====== Given text
Colonial Jews Supported the Launch of the American Revolutionary War

On April 19, 1775, the Patriots won the first Battles of Lexington and Concord.

Bonnie K. Goodman
12 min readApr 23, 2021

By Bonnie K. Goodman, BA, MLIS

On this day in history, April 19, 1775, we marked the 246th anniversary of the launch of the American Revolution with the Battles of Lexington and Concord in Massachusetts. In those battles, where the “shot heard round the world,” American rebels surprised the British regulars taking up arms and winning against the mighty Redcoats. If 1776 had the spirit of independence for Americans, Americans had the spirit for war in 1775. When the thirteen colonies decided to rebel against Britain, fighting for their rights and liberties, most of the 2,500 colonial Jews joined in the fight hoping their liberties would be extended and they would be granted political equality.
============
Prompt a:
Output the passage from the article on colonial Jews and the Revolutionary War, starting with "By Bonnie K." and going on through "granted political equality.".
The records that follow are unrelated to the article.
====== Records to use
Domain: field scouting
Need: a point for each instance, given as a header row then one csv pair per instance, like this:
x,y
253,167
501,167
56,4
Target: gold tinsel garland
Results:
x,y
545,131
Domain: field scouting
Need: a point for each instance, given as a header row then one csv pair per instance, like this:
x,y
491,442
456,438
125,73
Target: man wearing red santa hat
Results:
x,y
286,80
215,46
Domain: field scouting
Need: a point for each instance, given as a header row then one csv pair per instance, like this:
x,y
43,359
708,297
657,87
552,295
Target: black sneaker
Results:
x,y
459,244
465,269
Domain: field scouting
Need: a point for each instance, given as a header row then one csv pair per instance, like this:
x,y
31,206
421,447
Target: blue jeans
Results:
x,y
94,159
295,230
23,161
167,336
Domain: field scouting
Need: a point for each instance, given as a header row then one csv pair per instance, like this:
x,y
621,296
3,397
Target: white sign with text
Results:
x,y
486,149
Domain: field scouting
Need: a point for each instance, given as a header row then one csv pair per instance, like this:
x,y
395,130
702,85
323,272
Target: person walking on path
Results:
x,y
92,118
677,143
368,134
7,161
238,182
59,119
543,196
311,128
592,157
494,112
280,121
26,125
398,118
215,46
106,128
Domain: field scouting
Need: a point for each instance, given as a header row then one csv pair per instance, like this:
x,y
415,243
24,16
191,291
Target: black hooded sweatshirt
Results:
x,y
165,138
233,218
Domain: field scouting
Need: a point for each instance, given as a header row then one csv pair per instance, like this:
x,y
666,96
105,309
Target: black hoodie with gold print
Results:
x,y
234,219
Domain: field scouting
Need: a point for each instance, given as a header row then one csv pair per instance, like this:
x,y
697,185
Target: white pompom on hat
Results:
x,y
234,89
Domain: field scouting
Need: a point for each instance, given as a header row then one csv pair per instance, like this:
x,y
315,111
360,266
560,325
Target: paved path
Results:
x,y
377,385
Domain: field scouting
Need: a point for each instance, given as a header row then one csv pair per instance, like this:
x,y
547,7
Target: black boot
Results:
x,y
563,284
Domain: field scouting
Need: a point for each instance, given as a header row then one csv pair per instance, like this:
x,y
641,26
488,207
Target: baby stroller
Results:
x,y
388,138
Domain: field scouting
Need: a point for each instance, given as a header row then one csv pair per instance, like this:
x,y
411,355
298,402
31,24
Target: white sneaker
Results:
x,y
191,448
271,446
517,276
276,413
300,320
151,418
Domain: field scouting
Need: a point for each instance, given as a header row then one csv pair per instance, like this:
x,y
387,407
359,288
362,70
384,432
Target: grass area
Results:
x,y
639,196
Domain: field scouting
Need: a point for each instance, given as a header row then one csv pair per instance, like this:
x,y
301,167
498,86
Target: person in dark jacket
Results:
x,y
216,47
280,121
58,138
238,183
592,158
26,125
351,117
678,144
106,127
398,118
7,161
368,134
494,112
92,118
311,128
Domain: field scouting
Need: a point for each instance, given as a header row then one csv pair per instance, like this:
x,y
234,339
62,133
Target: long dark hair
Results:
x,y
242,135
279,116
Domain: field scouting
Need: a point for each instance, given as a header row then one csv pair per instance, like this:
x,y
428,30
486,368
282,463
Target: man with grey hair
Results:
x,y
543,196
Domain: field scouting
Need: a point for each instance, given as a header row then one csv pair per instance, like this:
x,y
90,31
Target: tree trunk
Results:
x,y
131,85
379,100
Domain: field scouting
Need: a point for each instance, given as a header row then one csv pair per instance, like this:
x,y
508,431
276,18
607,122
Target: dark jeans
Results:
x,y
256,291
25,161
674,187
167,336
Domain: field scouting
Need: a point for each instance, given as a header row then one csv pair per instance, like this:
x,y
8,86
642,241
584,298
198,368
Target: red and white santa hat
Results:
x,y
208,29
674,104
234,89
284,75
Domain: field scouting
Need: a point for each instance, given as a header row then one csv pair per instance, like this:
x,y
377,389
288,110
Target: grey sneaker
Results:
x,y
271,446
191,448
============
Prompt b:
Extract each line of the records that contains the word "person".

Exercise solution a:
By Bonnie K. Goodman, BA, MLIS

On this day in history, April 19, 1775, we marked the 246th anniversary of the launch of the American Revolution with the Battles of Lexington and Concord in Massachusetts. In those battles, where the “shot heard round the world,” American rebels surprised the British regulars taking up arms and winning against the mighty Redcoats. If 1776 had the spirit of independence for Americans, Americans had the spirit for war in 1775. When the thirteen colonies decided to rebel against Britain, fighting for their rights and liberties, most of the 2,500 colonial Jews joined in the fight hoping their liberties would be extended and they would be granted political equality.

Exercise solution b:
Target: person walking on path
Target: person in dark jacket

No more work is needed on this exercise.